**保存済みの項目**

◇ ◇ ◇ ◇ ◇

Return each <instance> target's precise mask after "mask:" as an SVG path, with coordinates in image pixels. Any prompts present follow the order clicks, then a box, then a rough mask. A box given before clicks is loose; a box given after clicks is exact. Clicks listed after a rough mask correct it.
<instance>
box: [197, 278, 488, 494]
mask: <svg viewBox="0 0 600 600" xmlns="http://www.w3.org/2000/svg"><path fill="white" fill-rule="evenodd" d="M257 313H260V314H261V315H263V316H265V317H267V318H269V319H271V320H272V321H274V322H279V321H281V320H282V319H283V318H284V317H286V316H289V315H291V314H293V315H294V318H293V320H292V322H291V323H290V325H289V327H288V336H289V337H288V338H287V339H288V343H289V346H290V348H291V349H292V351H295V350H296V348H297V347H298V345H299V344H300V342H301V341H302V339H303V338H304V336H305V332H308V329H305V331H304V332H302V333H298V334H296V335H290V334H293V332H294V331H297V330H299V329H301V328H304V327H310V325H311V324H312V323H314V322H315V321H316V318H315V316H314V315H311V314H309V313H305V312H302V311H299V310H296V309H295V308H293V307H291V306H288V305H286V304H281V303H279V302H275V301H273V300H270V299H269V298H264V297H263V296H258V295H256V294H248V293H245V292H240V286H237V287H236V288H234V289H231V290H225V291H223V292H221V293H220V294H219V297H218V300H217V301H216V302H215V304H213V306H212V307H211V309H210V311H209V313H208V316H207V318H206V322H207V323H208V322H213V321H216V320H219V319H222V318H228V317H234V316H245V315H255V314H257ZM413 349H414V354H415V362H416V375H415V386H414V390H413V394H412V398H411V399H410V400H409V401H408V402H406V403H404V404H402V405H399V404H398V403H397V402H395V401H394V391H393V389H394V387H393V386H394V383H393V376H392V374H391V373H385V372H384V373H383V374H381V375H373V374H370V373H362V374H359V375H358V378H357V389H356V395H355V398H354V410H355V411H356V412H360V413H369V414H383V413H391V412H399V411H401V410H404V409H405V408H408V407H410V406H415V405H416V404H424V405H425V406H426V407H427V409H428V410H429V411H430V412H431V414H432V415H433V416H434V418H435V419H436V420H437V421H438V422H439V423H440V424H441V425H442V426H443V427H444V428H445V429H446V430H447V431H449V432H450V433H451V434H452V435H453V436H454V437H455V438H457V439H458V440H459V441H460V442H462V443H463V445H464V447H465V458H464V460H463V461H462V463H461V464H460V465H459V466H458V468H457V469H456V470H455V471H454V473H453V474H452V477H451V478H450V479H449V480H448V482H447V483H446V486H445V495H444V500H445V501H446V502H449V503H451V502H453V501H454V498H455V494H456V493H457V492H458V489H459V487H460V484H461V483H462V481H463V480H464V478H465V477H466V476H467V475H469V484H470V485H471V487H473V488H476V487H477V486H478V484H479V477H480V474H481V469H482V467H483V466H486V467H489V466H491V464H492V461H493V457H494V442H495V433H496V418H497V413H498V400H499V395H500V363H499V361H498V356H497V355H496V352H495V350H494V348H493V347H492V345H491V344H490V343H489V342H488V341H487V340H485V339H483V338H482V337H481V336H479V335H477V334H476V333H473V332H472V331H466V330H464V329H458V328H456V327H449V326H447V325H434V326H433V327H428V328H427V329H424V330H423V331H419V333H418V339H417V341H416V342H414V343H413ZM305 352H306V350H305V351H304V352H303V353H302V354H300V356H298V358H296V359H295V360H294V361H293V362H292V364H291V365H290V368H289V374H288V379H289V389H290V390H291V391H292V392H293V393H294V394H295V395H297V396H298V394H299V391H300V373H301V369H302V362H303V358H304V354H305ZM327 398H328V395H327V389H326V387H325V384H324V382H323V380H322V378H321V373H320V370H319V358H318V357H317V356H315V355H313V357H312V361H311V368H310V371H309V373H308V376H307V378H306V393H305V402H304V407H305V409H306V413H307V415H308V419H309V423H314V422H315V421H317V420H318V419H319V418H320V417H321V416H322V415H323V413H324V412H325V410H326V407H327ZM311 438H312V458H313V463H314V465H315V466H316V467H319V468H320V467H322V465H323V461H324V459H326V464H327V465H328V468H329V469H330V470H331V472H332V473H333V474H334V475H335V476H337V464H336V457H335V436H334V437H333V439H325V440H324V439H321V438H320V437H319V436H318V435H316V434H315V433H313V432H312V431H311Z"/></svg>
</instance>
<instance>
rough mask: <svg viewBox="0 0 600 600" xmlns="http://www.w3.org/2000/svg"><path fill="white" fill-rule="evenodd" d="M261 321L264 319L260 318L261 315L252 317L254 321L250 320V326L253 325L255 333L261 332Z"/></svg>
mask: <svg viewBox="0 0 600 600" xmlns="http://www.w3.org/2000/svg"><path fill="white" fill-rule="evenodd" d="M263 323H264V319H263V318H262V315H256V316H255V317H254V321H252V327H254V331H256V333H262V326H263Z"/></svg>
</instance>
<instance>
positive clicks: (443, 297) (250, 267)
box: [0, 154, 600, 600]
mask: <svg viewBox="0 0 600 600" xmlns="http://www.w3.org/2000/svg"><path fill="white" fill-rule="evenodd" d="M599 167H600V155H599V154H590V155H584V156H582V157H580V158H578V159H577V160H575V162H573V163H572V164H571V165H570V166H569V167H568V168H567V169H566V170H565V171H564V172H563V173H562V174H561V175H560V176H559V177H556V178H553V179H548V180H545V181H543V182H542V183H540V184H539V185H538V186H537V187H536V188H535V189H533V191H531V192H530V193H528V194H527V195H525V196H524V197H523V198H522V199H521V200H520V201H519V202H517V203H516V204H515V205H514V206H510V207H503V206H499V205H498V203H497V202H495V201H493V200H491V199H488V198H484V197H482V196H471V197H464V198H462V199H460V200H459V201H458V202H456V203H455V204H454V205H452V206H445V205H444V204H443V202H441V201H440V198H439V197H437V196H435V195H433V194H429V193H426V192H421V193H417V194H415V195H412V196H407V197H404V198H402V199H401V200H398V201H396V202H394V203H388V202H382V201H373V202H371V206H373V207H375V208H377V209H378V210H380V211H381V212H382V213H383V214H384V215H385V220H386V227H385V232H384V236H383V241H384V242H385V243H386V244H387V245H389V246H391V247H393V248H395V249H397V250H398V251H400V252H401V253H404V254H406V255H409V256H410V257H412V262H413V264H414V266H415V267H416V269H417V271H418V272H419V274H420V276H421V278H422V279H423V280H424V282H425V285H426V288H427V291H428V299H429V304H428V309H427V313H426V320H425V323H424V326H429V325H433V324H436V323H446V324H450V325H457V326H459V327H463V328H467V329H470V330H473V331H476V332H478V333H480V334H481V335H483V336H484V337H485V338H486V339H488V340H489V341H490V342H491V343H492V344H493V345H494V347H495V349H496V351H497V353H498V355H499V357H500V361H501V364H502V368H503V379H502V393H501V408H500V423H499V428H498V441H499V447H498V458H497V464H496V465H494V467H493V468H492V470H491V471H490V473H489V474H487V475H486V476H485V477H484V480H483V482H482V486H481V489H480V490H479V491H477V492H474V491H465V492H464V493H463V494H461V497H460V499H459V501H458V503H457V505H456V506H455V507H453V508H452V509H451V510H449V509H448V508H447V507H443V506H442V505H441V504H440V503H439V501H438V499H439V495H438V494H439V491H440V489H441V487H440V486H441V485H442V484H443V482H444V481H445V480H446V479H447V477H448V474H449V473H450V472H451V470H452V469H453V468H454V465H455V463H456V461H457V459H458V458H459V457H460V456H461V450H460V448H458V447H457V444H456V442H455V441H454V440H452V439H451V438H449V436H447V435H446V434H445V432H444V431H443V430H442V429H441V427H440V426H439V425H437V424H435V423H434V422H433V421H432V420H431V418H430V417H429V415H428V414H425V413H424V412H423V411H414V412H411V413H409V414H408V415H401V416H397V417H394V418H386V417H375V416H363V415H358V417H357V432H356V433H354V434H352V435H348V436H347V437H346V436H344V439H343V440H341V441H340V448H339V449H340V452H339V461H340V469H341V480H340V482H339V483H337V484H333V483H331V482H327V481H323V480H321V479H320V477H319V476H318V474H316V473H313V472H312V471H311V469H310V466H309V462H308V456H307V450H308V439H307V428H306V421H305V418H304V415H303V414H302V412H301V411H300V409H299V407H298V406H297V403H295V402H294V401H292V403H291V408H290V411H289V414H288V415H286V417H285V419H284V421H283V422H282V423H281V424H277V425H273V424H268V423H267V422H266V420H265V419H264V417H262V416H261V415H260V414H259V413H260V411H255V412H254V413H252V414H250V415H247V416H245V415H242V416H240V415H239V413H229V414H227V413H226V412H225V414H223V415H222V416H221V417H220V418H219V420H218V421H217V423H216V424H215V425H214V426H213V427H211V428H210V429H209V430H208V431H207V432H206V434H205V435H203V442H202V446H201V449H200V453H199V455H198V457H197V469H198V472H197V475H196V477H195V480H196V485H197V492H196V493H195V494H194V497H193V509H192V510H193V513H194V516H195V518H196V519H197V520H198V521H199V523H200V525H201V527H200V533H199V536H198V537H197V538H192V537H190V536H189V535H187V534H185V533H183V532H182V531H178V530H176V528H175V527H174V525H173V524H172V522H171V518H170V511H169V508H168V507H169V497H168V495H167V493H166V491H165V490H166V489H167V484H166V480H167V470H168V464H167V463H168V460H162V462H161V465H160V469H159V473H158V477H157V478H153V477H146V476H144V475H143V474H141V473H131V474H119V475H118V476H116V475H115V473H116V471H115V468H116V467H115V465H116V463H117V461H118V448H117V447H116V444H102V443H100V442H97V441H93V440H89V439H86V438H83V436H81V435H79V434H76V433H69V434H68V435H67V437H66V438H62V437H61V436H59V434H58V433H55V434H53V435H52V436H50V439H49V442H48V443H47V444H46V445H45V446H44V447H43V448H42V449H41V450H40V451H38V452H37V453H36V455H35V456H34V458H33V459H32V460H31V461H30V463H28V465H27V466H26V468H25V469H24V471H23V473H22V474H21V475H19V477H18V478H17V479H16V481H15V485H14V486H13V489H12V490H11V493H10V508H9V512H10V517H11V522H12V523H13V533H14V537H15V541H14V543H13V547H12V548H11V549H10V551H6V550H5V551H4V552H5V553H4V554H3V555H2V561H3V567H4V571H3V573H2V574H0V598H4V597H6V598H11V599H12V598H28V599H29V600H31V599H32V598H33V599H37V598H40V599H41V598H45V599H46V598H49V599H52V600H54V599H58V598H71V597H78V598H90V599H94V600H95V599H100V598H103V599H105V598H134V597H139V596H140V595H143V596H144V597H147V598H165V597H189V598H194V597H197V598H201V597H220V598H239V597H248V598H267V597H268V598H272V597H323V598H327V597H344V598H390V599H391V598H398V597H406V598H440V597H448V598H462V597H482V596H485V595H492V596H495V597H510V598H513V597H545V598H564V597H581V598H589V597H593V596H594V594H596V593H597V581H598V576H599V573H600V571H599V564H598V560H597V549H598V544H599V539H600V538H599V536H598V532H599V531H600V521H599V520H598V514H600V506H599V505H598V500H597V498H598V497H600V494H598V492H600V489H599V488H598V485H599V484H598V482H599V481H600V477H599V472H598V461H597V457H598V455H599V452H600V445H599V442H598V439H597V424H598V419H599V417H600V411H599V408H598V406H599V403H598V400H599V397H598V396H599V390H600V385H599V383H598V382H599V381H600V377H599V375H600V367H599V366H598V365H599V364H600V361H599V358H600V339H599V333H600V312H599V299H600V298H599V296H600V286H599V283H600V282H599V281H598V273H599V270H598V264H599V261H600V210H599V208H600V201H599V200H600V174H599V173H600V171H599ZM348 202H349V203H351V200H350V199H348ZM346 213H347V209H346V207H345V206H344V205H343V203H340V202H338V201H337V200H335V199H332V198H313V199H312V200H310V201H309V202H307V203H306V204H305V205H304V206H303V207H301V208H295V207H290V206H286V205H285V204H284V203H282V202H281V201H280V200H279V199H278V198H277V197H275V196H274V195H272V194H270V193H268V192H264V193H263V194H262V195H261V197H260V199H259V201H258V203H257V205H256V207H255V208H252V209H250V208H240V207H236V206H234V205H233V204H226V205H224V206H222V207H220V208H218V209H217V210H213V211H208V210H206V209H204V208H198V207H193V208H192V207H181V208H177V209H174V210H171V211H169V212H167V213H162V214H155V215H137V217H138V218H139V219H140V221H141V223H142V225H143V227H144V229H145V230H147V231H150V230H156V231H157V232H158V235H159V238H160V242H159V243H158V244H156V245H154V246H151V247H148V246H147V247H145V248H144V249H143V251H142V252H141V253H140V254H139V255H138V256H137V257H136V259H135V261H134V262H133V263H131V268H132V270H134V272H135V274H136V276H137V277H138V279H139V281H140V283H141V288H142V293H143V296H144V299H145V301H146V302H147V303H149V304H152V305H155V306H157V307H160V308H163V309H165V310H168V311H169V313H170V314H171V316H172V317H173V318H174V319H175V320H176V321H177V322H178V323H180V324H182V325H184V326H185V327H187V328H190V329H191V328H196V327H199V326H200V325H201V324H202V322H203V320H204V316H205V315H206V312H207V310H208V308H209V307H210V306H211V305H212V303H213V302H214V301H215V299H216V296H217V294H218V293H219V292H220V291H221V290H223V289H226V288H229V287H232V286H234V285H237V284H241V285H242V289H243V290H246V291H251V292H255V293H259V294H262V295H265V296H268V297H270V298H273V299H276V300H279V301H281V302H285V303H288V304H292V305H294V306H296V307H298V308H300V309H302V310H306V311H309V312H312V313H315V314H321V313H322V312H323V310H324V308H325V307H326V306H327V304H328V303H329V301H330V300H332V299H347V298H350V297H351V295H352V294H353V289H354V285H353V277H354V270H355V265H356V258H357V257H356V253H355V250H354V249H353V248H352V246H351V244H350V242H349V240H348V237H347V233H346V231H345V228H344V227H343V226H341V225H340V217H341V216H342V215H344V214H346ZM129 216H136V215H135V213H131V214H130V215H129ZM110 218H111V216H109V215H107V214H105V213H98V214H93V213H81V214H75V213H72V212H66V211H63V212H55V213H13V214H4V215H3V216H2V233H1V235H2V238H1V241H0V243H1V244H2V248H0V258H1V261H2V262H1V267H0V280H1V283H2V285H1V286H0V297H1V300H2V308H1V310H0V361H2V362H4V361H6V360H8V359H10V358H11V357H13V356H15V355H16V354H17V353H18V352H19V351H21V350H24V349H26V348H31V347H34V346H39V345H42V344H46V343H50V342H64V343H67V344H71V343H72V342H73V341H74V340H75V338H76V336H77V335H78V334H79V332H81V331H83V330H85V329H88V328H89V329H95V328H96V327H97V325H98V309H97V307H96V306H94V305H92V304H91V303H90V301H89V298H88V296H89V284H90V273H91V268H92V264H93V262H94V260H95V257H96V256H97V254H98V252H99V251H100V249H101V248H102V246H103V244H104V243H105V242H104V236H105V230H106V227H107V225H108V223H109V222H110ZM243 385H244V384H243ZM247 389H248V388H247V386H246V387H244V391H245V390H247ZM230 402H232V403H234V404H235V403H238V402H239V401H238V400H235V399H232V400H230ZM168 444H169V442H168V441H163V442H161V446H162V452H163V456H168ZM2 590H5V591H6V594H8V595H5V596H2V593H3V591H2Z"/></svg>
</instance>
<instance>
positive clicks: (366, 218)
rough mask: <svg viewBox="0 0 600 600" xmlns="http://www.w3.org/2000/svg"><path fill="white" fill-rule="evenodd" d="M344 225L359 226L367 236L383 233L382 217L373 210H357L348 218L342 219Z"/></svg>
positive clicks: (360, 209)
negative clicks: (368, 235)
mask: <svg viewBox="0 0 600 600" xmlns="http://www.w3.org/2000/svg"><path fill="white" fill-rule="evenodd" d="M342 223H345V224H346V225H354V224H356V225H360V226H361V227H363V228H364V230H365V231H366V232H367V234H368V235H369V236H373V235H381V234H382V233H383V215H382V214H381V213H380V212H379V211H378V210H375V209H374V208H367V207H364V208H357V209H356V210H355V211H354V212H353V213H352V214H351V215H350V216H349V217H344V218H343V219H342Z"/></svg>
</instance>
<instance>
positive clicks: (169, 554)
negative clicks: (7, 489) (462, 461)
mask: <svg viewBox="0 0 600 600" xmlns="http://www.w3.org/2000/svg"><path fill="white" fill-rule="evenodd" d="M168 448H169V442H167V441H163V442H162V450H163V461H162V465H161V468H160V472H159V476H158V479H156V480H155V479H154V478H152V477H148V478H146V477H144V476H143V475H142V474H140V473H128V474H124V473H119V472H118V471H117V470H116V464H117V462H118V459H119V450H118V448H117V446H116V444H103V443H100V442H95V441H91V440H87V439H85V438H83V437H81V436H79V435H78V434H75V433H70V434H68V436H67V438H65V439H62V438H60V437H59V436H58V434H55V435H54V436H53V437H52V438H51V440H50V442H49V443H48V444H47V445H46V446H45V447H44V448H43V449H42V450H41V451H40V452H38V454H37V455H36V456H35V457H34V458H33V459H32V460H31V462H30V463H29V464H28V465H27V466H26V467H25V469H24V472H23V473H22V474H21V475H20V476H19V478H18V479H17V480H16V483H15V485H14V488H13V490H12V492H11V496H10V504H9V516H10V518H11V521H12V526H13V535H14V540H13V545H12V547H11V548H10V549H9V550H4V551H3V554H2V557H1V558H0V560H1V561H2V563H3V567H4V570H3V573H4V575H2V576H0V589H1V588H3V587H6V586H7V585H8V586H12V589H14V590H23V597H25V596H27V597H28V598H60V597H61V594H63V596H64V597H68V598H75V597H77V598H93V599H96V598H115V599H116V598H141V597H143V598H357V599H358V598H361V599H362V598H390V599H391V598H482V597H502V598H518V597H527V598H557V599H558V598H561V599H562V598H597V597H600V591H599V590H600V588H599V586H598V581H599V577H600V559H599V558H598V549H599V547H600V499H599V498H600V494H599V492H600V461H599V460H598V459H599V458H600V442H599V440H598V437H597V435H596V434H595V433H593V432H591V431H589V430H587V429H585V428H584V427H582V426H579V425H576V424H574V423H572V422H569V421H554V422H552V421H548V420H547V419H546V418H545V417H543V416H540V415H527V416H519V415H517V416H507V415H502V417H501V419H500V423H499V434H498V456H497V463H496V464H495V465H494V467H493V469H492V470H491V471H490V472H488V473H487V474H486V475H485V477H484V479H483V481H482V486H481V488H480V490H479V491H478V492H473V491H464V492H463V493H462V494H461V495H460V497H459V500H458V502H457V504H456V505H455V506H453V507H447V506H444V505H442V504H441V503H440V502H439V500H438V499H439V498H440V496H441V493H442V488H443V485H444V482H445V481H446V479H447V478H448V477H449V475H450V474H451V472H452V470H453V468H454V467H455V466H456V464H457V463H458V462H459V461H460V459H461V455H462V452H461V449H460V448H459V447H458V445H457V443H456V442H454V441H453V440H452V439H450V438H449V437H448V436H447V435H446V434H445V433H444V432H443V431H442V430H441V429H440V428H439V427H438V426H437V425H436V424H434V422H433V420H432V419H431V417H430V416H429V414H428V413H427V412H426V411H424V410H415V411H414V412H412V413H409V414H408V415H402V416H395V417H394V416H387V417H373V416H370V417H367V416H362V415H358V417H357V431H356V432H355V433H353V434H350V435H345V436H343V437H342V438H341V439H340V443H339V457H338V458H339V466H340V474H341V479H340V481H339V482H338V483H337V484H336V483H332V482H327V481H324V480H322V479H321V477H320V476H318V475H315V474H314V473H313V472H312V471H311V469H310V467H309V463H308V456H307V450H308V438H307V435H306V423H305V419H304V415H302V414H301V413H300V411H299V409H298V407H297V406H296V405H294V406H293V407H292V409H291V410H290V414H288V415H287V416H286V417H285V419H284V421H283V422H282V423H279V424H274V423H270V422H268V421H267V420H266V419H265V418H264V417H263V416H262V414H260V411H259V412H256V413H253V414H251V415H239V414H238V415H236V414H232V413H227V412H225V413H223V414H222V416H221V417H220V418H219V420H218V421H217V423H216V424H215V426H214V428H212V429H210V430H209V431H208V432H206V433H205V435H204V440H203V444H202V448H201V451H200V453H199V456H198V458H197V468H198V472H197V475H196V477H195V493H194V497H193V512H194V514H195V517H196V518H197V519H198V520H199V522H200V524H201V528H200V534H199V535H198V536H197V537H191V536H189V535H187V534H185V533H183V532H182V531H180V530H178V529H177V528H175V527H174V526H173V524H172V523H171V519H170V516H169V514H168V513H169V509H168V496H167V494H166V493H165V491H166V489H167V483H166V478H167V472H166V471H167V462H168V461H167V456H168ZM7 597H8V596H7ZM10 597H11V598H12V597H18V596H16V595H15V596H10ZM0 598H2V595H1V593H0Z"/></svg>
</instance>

◇ ◇ ◇ ◇ ◇

**指示**
一覧の最初の行から「box: [197, 278, 488, 494]」を含む行までを、「loose」を「approximate」に差し替え、それ以外は変えずにもう一度書いてください。

**この課題の解答**
Return each <instance> target's precise mask after "mask:" as an SVG path, with coordinates in image pixels. Any prompts present follow the order clicks, then a box, then a rough mask. A box given before clicks is approximate; a box given after clicks is exact. Clicks listed after a rough mask correct it.
<instance>
box: [197, 278, 488, 494]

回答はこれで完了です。